Stored data entries
□ □ □ □ □

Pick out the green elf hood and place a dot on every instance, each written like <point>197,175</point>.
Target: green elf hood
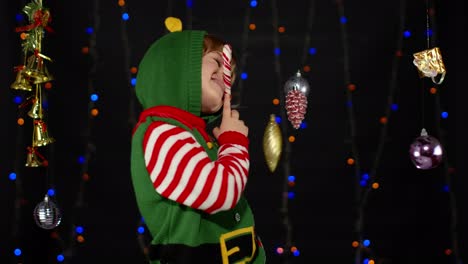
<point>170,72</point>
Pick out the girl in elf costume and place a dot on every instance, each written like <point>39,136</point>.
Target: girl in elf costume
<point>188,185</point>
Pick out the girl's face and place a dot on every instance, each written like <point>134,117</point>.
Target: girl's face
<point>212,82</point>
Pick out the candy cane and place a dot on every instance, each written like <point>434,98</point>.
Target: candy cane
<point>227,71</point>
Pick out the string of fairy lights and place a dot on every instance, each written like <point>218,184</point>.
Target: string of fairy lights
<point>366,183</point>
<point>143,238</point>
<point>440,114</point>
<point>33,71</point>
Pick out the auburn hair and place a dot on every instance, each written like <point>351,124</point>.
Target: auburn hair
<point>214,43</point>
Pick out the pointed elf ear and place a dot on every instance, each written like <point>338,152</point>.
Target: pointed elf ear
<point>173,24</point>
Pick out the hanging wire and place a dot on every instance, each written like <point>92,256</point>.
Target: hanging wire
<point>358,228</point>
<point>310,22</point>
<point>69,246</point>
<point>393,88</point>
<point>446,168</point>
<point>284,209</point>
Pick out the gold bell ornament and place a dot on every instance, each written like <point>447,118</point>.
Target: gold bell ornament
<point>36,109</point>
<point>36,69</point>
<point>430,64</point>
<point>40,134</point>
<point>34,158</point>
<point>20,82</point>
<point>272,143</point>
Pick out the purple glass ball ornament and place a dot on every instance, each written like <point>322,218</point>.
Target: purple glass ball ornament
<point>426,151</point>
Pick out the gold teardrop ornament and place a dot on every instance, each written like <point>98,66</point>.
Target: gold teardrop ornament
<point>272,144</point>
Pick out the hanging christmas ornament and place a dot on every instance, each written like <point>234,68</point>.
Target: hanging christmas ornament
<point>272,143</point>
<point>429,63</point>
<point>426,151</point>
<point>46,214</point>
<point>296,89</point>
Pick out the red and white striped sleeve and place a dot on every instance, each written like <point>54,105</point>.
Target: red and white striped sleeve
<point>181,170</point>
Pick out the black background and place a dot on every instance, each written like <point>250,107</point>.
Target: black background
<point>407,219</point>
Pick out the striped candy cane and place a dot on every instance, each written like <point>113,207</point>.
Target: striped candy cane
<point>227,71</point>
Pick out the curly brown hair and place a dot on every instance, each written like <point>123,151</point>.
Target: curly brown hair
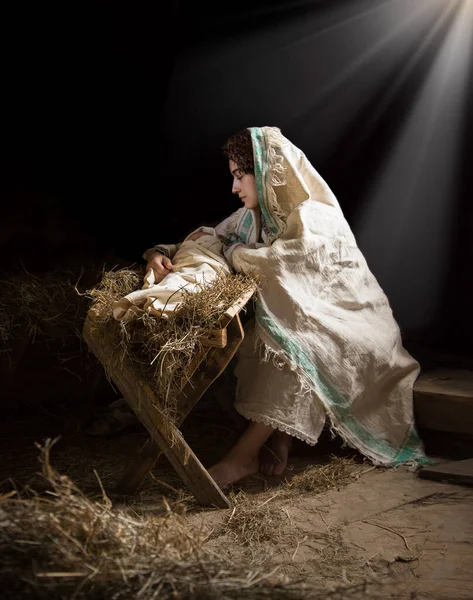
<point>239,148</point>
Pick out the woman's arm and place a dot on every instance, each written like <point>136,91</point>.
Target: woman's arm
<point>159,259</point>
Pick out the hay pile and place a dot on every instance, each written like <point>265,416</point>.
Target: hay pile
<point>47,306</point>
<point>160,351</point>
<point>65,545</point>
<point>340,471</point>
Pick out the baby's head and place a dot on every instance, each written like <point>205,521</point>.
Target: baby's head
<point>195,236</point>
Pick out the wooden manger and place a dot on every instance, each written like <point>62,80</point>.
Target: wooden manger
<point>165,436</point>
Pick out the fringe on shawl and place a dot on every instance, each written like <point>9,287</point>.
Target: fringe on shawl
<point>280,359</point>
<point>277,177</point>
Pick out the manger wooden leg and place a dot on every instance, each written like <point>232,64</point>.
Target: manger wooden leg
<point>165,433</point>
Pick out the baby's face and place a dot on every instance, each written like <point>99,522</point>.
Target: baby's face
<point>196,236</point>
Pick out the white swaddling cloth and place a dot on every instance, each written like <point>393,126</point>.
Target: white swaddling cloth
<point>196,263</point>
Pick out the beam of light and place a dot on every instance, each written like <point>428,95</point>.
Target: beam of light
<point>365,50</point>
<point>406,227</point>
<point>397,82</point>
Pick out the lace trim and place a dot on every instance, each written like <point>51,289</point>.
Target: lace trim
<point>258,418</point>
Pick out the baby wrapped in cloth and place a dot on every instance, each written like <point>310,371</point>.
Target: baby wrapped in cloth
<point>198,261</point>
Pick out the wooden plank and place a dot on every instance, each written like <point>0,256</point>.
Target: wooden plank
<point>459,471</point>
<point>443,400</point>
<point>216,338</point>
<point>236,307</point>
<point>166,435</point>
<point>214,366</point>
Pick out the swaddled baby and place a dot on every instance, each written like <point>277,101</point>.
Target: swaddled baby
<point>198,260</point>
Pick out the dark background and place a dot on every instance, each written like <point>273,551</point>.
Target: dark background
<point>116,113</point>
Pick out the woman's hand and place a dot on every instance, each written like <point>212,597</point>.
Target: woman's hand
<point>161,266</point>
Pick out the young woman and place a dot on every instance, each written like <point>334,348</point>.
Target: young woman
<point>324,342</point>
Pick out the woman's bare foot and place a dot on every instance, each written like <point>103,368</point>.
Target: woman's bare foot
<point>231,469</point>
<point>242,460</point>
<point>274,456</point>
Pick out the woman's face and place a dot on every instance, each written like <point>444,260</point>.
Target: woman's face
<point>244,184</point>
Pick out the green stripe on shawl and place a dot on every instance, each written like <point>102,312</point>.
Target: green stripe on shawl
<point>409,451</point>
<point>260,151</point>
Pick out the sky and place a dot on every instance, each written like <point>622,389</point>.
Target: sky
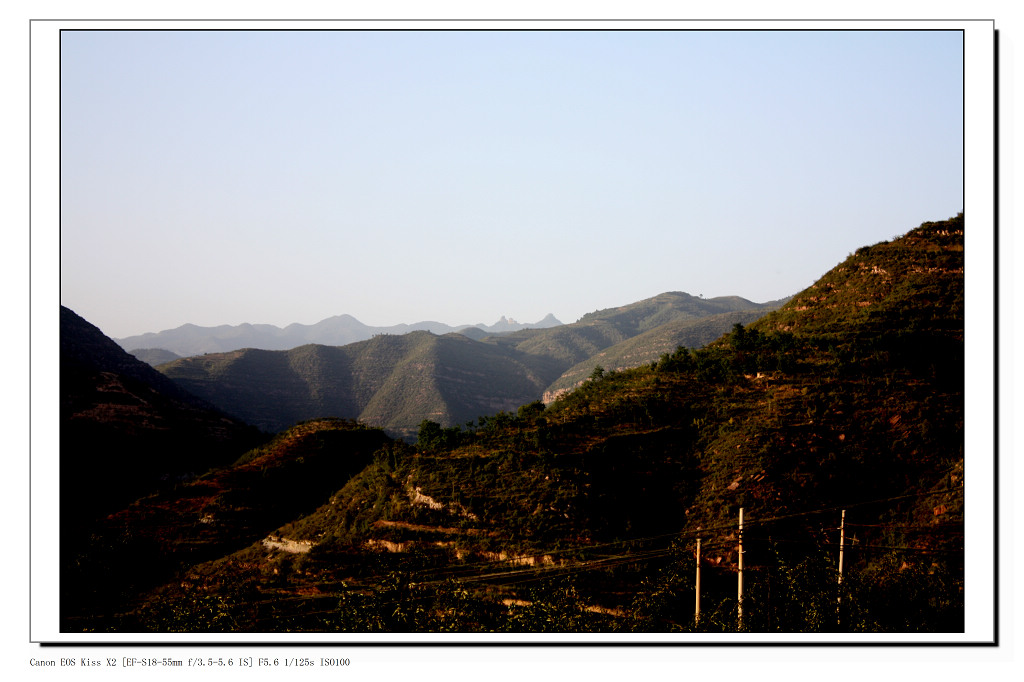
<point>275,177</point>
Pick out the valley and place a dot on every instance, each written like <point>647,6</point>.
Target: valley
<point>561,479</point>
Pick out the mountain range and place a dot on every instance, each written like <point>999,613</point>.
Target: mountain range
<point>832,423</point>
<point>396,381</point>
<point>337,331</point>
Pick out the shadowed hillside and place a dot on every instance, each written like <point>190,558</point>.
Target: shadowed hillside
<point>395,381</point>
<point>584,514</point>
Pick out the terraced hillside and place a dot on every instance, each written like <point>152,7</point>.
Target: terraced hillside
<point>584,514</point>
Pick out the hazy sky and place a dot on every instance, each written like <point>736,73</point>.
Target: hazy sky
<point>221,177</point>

□ □ □ □ □

Begin with the line above that has "Pick out the gold teardrop" and continue through the line that has "Pick out the red", setting each one down exactly. Stop there.

Pick out the gold teardrop ornament and place a dot on every instance, each written like <point>98,66</point>.
Target: gold teardrop ornament
<point>272,144</point>
Pick out the hanging christmas ornament and place a dot on every instance, each written like <point>234,68</point>.
Target: hanging christmas ornament
<point>272,143</point>
<point>429,63</point>
<point>426,151</point>
<point>46,214</point>
<point>296,89</point>
Pick out the red and white striped sleeve and place a dot on every instance, each written like <point>54,105</point>.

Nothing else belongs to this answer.